▸ **Text shown**:
On June 9, 2021, HRSA updated its guidance on American Rescue Plan Act funding for health centers under the H8F Category (funding to prevent, mitigate, and respond to COVID-19 and enhance health care services and infrastructure). Visit here to understand the latest regarding allowed and unallowed activities. Health centers also should be aware of the following provisions:
- Health centers may use non-grant funds or leverage partnerships with or donations from other community organizations or businesses to offer small rewards to individuals as an incentive for receiving the COVID-19 vaccine.
- Health centers may use H8F funds to provide incentive items; written health center policies or procedures must support the use of such funds for incentive costs.
- H8F funds may not be used for cash gift cards, food, or other costs prohibited under 45 CFR 75 (the Uniform Administrative Requirements, Cost Principles, and Audit Requirements for HHS Awards) or other federal regulations.
- H8F funds may be used to provide childcare for parents while being vaccinated by the health center; however, note that this activity differs from daycare (which would fall outside the Health Center Program scope of project).
On June 11, 2021, the U.S. Department of Health and Human Services (HHS) released additional guidance for Provider Relief Fund (PRF) recipients through its latest Post-Payment Notice of Reporting Requirements. In the Notice, HHS indicates that:
- Providers that received funds between April 10, 2020, and June 30, 2020, were still expected to spend funds by June 30, 2021. This provision applies to almost all health centers because of when the funds were initially received. Please note that the reporting deadline for funds in this period has now been extended from July 31, 2021, to Sept. 30, 2021.

▸ **Records supplied**:
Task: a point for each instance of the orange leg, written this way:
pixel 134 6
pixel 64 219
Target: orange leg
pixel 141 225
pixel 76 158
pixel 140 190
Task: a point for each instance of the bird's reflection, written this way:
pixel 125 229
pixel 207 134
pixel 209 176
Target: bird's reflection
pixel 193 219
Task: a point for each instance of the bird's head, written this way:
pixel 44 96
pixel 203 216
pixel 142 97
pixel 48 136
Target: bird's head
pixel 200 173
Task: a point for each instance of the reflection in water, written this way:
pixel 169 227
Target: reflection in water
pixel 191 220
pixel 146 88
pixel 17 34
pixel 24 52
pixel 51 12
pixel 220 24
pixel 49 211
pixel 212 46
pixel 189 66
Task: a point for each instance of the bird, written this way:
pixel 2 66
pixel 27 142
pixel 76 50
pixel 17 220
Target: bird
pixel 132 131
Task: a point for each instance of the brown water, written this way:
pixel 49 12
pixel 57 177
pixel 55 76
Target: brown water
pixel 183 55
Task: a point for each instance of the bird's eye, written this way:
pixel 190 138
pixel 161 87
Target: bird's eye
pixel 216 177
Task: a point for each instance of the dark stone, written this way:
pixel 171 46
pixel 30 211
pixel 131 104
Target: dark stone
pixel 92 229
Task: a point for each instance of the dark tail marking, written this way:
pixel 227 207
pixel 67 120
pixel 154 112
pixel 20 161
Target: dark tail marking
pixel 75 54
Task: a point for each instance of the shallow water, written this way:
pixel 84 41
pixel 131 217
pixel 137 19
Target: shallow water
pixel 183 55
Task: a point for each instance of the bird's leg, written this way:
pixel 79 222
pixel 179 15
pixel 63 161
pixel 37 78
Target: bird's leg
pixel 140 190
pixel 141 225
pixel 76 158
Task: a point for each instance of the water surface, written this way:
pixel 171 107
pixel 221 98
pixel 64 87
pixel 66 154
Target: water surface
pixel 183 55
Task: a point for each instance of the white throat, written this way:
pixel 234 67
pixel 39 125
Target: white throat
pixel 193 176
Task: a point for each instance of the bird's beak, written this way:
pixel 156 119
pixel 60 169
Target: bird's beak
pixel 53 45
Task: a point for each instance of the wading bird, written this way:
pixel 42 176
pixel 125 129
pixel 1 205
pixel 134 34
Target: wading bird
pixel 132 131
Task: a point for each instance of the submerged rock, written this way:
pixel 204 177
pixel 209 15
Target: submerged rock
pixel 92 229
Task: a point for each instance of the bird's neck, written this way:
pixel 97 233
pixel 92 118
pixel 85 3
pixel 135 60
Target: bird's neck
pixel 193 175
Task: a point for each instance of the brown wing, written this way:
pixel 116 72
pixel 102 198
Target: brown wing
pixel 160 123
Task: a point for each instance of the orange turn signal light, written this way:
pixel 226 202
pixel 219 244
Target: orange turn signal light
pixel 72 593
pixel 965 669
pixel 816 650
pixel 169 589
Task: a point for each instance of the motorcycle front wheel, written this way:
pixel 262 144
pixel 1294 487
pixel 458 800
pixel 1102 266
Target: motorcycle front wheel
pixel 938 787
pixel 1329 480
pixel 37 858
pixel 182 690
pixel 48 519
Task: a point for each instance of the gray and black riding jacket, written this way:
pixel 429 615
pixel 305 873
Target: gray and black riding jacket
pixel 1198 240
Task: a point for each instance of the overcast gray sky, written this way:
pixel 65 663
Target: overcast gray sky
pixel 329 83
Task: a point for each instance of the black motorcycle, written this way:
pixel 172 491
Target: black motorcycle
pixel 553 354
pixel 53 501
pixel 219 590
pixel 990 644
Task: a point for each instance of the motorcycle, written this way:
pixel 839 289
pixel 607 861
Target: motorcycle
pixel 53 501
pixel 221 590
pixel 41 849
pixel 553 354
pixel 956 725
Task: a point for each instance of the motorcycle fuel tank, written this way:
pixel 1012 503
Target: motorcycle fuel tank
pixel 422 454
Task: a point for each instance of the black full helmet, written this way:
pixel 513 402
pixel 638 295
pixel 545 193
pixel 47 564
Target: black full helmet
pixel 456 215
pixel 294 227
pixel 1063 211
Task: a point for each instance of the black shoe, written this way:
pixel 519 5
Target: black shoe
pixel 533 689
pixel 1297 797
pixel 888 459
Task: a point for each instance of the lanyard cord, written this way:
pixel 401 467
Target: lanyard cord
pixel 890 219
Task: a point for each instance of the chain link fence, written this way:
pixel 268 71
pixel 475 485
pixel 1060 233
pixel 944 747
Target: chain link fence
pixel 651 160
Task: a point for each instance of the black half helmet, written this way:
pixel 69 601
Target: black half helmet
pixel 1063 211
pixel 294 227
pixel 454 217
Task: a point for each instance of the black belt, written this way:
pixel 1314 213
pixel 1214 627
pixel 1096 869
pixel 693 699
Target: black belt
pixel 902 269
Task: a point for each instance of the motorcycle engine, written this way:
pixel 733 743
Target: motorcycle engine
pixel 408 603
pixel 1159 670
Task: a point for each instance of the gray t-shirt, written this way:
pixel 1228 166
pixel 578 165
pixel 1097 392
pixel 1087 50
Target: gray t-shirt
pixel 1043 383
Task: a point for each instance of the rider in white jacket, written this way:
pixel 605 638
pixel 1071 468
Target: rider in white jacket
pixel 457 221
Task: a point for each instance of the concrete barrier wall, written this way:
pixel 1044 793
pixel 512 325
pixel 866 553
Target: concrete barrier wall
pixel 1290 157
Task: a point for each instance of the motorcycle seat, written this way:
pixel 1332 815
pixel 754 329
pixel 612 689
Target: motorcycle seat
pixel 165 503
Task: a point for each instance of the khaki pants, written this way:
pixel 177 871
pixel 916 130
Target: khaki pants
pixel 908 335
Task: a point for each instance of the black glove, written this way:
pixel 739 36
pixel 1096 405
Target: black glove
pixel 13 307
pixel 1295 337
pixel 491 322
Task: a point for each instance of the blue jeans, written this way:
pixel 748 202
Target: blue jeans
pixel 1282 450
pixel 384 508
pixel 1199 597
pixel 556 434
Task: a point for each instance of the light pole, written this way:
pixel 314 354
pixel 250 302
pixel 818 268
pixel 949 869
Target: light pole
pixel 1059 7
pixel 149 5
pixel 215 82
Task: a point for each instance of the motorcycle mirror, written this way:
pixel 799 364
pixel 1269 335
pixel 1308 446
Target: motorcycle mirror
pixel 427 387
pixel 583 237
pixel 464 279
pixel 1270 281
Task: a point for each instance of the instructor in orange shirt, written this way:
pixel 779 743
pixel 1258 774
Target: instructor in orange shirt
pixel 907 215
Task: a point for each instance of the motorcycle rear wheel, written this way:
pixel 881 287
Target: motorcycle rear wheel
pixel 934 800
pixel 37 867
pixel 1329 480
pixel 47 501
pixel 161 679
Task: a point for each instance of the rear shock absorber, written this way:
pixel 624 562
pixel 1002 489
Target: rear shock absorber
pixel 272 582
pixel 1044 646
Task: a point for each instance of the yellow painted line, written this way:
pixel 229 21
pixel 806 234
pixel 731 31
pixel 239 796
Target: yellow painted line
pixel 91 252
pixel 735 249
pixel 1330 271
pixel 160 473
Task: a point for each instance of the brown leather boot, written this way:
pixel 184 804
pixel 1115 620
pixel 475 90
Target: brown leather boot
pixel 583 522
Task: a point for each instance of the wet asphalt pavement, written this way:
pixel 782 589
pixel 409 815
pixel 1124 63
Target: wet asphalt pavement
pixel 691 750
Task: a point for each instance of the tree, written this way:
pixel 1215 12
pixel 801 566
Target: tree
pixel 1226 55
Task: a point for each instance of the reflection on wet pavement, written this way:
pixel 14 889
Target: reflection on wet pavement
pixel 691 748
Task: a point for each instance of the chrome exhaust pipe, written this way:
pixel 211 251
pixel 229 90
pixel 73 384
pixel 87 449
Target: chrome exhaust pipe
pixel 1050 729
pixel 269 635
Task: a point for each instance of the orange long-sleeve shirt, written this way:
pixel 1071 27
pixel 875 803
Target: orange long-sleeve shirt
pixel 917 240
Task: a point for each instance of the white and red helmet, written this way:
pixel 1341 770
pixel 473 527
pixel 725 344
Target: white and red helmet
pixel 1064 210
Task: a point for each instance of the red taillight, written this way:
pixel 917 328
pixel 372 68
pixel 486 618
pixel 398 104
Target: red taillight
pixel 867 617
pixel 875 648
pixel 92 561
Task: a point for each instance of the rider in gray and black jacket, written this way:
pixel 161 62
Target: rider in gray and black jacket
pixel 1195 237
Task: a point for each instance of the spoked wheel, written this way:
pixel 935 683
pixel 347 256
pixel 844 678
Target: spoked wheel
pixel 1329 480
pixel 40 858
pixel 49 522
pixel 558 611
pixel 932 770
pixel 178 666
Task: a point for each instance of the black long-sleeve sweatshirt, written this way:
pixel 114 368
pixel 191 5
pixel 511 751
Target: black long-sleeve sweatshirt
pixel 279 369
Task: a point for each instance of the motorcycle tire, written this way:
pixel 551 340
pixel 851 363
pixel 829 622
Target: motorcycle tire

▸ **What the task asks**: In the COVID-19 funding guidance text, why does the June 30, 2021, spending provision apply to almost all health centers? Answer in one to three sentences. The items are unrelated to the text.

▸ **Reply to the task**: It applies to almost all health centers because of when they initially received their funds. The provision covers Provider Relief Fund payments received between April 10, 2020, and June 30, 2020, and those funds were expected to be spent by June 30, 2021.